**Instructions to follow**. Read through the listing below and return only the lines containing "Query".

**Record set**.
------------------------------------
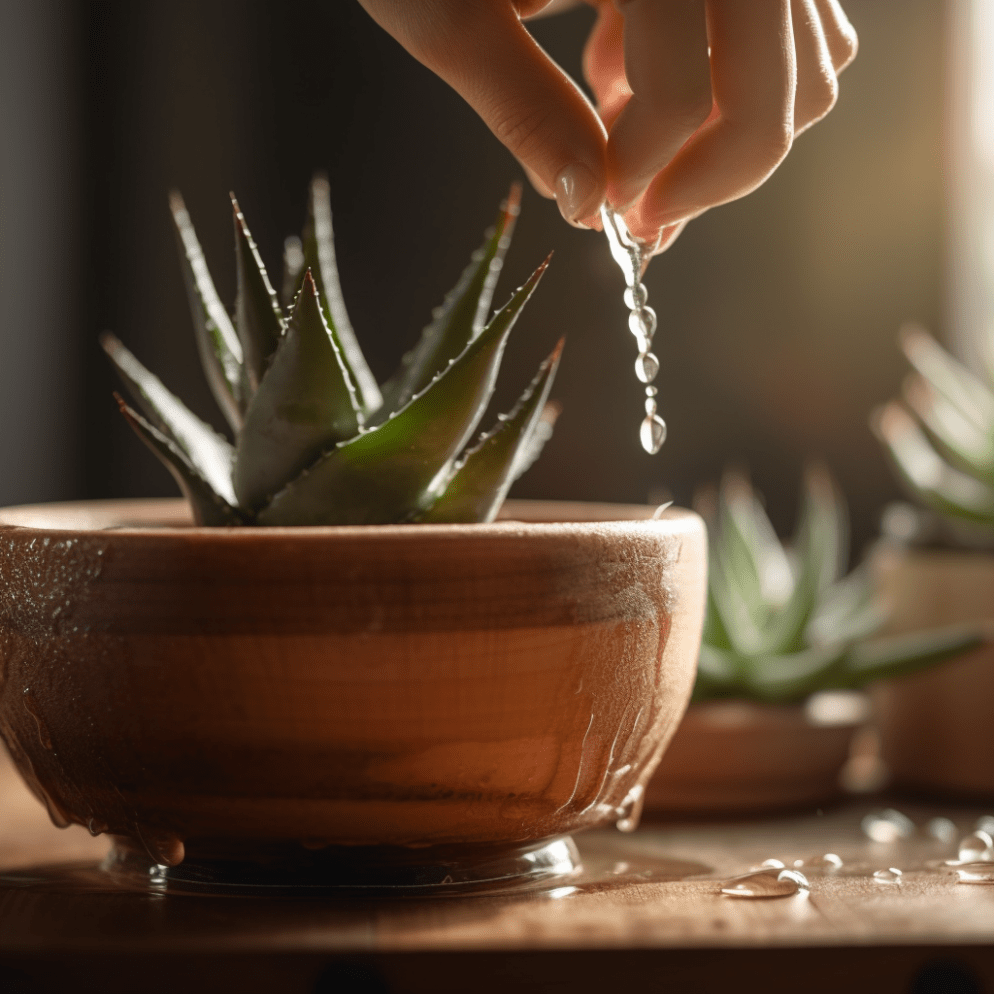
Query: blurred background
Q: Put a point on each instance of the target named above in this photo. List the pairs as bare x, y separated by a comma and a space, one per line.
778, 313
------------------------------------
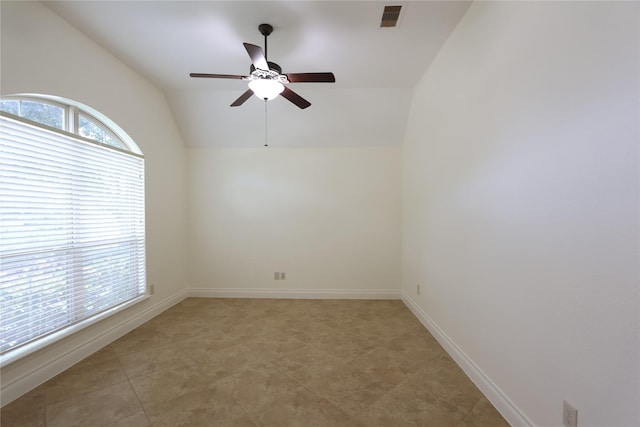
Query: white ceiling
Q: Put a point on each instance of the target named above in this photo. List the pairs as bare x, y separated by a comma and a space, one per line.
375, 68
------------------------------------
**Your response**.
Query: blurred background
Query: white ceiling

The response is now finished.